## [RECORDS SUPPLIED]
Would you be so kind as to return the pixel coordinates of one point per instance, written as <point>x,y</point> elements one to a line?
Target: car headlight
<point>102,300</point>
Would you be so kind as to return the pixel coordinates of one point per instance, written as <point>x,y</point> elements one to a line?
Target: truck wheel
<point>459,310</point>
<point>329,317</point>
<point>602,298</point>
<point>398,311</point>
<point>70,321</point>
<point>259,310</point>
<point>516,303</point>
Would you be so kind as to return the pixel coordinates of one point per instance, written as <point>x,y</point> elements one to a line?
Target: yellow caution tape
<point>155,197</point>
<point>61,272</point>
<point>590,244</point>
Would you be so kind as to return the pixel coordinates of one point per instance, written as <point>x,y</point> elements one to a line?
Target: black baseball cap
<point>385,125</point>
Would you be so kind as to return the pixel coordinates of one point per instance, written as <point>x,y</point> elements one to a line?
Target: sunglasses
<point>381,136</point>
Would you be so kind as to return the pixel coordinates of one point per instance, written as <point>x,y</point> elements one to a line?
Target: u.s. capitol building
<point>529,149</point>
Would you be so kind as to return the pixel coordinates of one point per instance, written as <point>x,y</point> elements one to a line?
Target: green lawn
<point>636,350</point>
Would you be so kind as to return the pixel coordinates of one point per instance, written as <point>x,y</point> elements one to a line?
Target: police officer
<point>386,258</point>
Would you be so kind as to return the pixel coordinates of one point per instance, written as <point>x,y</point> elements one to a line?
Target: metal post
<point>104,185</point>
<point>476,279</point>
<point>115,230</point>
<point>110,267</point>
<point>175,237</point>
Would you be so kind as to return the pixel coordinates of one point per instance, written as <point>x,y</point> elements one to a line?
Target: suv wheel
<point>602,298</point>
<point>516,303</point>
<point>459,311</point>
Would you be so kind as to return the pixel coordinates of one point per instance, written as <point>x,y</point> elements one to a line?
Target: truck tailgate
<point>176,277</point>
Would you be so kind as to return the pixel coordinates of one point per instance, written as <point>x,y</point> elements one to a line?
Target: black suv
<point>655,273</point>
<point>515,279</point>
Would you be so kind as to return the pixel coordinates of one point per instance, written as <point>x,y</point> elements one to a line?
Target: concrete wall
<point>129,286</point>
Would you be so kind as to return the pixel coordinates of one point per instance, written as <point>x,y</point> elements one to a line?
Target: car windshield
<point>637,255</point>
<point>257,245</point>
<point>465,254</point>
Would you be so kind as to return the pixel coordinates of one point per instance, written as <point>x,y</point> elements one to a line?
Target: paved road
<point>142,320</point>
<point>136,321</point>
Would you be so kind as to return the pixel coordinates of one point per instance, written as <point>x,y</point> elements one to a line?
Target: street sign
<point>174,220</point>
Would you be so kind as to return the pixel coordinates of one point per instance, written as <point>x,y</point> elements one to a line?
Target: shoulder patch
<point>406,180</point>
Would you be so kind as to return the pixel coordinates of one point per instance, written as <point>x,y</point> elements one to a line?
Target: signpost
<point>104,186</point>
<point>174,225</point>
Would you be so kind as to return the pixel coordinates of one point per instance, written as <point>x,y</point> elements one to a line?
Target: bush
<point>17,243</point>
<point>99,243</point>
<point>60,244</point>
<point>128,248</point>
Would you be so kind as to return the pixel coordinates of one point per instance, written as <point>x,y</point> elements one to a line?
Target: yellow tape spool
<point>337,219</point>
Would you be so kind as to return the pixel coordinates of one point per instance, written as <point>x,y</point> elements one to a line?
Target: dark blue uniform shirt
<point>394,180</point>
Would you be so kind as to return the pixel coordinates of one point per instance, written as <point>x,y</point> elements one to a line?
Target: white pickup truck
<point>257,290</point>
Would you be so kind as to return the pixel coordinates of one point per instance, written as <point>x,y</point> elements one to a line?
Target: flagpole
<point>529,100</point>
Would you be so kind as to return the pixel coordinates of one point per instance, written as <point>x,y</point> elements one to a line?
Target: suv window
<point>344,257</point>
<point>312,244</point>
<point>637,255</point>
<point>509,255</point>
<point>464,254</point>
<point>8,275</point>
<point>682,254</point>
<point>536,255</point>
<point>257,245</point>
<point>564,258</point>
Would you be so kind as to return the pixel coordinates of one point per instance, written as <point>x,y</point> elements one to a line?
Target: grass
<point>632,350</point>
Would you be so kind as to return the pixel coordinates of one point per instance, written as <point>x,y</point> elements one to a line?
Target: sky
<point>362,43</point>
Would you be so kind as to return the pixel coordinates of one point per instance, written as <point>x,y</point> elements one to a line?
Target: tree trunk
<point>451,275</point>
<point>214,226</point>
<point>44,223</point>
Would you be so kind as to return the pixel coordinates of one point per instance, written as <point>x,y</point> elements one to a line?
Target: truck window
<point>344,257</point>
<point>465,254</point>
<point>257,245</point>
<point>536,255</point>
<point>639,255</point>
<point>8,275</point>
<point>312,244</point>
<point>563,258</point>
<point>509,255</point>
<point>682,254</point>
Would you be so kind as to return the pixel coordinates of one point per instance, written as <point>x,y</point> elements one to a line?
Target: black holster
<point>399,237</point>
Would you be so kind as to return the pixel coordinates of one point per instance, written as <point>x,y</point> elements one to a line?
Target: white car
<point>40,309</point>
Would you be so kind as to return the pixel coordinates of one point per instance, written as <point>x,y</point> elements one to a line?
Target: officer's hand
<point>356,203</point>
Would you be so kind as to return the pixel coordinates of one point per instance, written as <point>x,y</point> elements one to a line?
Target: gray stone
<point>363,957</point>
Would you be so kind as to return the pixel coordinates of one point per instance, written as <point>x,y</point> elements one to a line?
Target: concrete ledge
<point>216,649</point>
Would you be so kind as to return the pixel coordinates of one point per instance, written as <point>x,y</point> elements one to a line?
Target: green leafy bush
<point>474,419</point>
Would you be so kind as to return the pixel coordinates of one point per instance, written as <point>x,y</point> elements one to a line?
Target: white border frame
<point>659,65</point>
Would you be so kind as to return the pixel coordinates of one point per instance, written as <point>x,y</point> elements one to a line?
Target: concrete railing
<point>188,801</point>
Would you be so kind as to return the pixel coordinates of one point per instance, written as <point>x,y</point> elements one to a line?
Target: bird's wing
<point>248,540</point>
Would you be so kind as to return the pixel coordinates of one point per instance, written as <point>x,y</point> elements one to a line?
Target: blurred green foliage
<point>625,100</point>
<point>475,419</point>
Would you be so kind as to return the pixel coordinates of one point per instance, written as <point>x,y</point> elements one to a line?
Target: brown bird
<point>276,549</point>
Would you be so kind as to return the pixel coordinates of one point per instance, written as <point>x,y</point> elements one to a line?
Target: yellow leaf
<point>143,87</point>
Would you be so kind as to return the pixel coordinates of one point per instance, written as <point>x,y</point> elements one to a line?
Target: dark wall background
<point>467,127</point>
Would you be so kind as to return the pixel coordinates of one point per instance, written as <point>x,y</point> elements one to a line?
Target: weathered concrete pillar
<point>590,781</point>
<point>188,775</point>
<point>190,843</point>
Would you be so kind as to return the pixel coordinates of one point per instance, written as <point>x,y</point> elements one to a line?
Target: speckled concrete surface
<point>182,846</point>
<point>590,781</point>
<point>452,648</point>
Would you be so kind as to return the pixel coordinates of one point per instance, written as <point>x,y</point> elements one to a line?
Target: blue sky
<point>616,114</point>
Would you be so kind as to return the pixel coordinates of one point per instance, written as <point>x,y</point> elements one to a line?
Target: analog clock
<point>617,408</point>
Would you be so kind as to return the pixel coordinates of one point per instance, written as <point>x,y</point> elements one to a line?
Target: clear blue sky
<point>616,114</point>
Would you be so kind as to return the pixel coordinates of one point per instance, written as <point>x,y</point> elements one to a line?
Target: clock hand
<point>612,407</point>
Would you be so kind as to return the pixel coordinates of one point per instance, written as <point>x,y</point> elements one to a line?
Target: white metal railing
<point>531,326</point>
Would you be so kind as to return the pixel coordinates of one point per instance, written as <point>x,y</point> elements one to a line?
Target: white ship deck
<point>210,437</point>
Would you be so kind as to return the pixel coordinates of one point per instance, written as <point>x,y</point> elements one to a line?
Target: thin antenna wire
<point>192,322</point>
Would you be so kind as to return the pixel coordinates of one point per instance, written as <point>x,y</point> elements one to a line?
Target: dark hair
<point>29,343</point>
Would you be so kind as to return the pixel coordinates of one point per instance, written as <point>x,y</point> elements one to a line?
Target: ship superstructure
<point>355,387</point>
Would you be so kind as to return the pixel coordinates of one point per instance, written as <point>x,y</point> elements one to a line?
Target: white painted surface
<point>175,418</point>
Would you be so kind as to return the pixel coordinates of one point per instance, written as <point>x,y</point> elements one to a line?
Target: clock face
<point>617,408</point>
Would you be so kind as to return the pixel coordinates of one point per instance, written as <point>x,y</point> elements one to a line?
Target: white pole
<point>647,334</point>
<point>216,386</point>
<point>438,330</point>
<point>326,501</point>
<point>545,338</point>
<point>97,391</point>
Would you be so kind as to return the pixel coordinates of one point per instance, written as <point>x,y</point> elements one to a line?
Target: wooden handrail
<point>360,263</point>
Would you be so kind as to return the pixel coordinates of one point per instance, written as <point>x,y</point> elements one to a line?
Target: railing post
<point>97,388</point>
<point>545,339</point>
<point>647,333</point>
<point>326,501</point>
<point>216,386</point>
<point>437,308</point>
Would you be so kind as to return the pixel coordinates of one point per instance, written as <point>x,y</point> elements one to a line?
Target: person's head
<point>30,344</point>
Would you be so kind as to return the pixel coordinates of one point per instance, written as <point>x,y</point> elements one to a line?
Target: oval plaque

## [PROBLEM TO WORK ON]
Copy the items from the start through the line with "<point>102,300</point>", both ends included, and keep the requests unchanged. Scale every point coordinate in the answers by 1.15, and round each result to a whole number, rounding halves up.

## [FINISHED ANSWER]
Would you be so kind as to return the pixel coordinates of one point per instance, written as <point>x,y</point> elements one to a line?
Target: car headlight
<point>117,345</point>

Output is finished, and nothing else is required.